REQUIRED TASK 1 - Reproduce the passage of the forum thread on the most epic science fiction and fantasy story, starting with "# What's the" and going on through "any particular person.", word for word.
REQUIRED TASK 2 - Pick up the forum thread on the most epic science fiction and fantasy story right after its final sentence, and keep writing in the same style.

SELECTED EXCERPT -
# What's the most epic SFF story ever, and why?



## HareBrain (May 5, 2009)

You read the title. Now answer the question!

What makes a story truly epic? My own thought is that it needs a personal story of intense significance to the characters involved, set within, and interacting with, a vast backdrop of political or other world-changing events, ideally where the very nature of reality is at least part of the story, and is perhaps even changed by it.

My personal contender, though perhaps not one many will have experienced, is Miyazaki's manga of Nausicaa (rather than the film). Though I'm a bit doubtful about this as her relationship is with the world as a whole rather than any particular person.

What's yours?


----------



## Shadow Trooper (May 5, 2009)

That's a hard question as there are so many.


I like the premise of BSG in that it took you on a journey that wasn't the normal sitting around the captains chair and laughing at the end of every episode (STOS). In fact sometimes it was bloody miserable but I think that's what made the journey such an experience and the series' an epic.


On the other side of the coin a film called Silent Running always sticks in the mind. 
I think it is probably because I was around 12 when I first saw it, so I could understand the storyline but was still affected  by the things that kids get upset by (like the little robots Huey Dewey and Louie, when one was lost I was devistated, *and why* did he have to send one of the little robots off on his own at the end! LOL).

I'm sure I'll remember another series' or film that I thought was an epic (Close Encounters is pretty close).


----------



## AE35Unit (May 5, 2009)

We seem to be talking movies here so for me its 2001 a space Odyssey. Its the only SF movie I've seen that depicts space pretty much how it is,with no wooshing space ships or twanging lasers. Yet it manages to make space an exciting if harsh and dangerous place to be!


----------



## Rodders (May 5, 2009)

Epic SFF? Wow, there's just so many. 

Star Wars obviously. This film came at a time when Epic story telling was all but dead. A simple premise, but one that has stuck with us and endured for over 30 years. It revolutionised not only special effects and the way that films are made, but i also felt it changed the way that stories where told. 

Star Trek (All). Again, this was telling Science Fiction Stories in a way that hadn't been told before. They were mature, intellignt and engaging. Their lagacy is still with us. (I think also kudos to TNG. Althought not Epic in scale, it did bring Science Fiction back to the small screen and was successful. As such i felt that it opened the flood gates for a lot of other programs.) 

Babylon 5. What can i say. The first time that anyone has attempted a Five Year Story Arc. And what an arc this was. The Shadow War, A Corrupted Earth Government brought to it's knees by an honest man, telepaths, Vorlons, Minbari and Shadows. G'Kar and Londo. Even though this show is 16 years old, i still feel that this is the pinnacle of what can be acheived. Some slated it Special Effects. I liked them. But that story will always stand out and i think it still sets a very high standard for Sci-Fi TV that has yet to be matched. 

Farscape. Again, great concept and Characters that were second to no one. (I think only Firefly comes close.)

DATA SEGMENT -
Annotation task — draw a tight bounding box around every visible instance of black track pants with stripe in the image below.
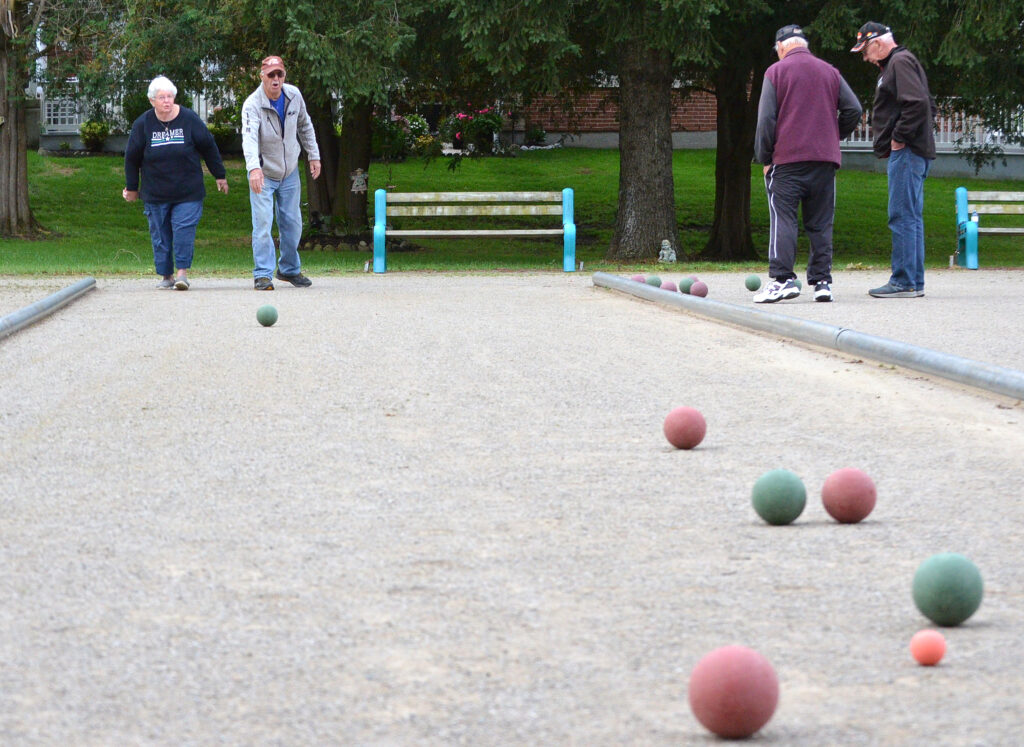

TASK OUTPUT 1 -
# What's the most epic SFF story ever, and why?



## HareBrain (May 5, 2009)

You read the title. Now answer the question!

What makes a story truly epic? My own thought is that it needs a personal story of intense significance to the characters involved, set within, and interacting with, a vast backdrop of political or other world-changing events, ideally where the very nature of reality is at least part of the story, and is perhaps even changed by it.

My personal contender, though perhaps not one many will have experienced, is Miyazaki's manga of Nausicaa (rather than the film). Though I'm a bit doubtful about this as her relationship is with the world as a whole rather than any particular person.

TASK OUTPUT 2 -
BSG (The new series.) Again, a dark tale frought with human Politics, foibles, weaknesses and squablings. A story not so much about the Cylon genocide of the humans but more about how disgusting our nature really is. This show almost brought Sci-Fi into the mainstream. No small feat. 

A special mention to 2001. From our first tool using days to an interplanetary expidition that marks the first interspecies contact. 

Another special mention to Lord of the Rings (obviously).


----------



## HareBrain (May 5, 2009)

Definitely agree with Babylon 5 there, Rodders. Not sure about some of the others - epic in a sense maybe, but not contenders for *most* epic. Here's the dimensions I think a truly epic story has to fill:

1. Depth: it has to explore what it means to be human (or other race I guess), how we relate to each other and the world, in a way that is relevant to us.

2. Breadth: has to have wide backdrop of politics, war, society etc, and also probably in terms of range of characters.

3. Time: past, present and future, in terms of where we've come from, and where we're going.

4. Length: has to be a long enough tale to create a sense of immersion (though if it attempts to do the above it can't really be anything else)

2001, for example, succeeds in 3, and partly 1, but not 2. LOTR, much as I love it, avoids important areas of human experience and has little to say about where we might be going, except downhill from the golden age. So, both epic, but not quite up there with the epicest, in my view.

What other ways might people use to define "most epic"?


----------



## Rodders (May 5, 2009)

I don't know. Isn't an epic defined by the scale. I'd say each of them were epic in their own way. (But then i would wouldn't i? ) 

Each of these series were ambitious in scope.

I think that the legacy left behind by some of these should also be taken into account.


----------



## Omphalos (May 5, 2009)

Olaf Stapledon sure did do some epic SF in his time.  His _Last and First Men_ was actually the basis for most of what came out of England after that, so I would have to say Last and First Men was the one of the major seminal epic pieces.


----------



## AE35Unit (May 5, 2009)

Omphalos said:


> Olaf Stapledon sure did do some epic SF in his time.  His _Last and First Men_ was actually the basis for most of what came out of England after that, so I would have to say Last and First Men was the one of the major seminal epic pieces.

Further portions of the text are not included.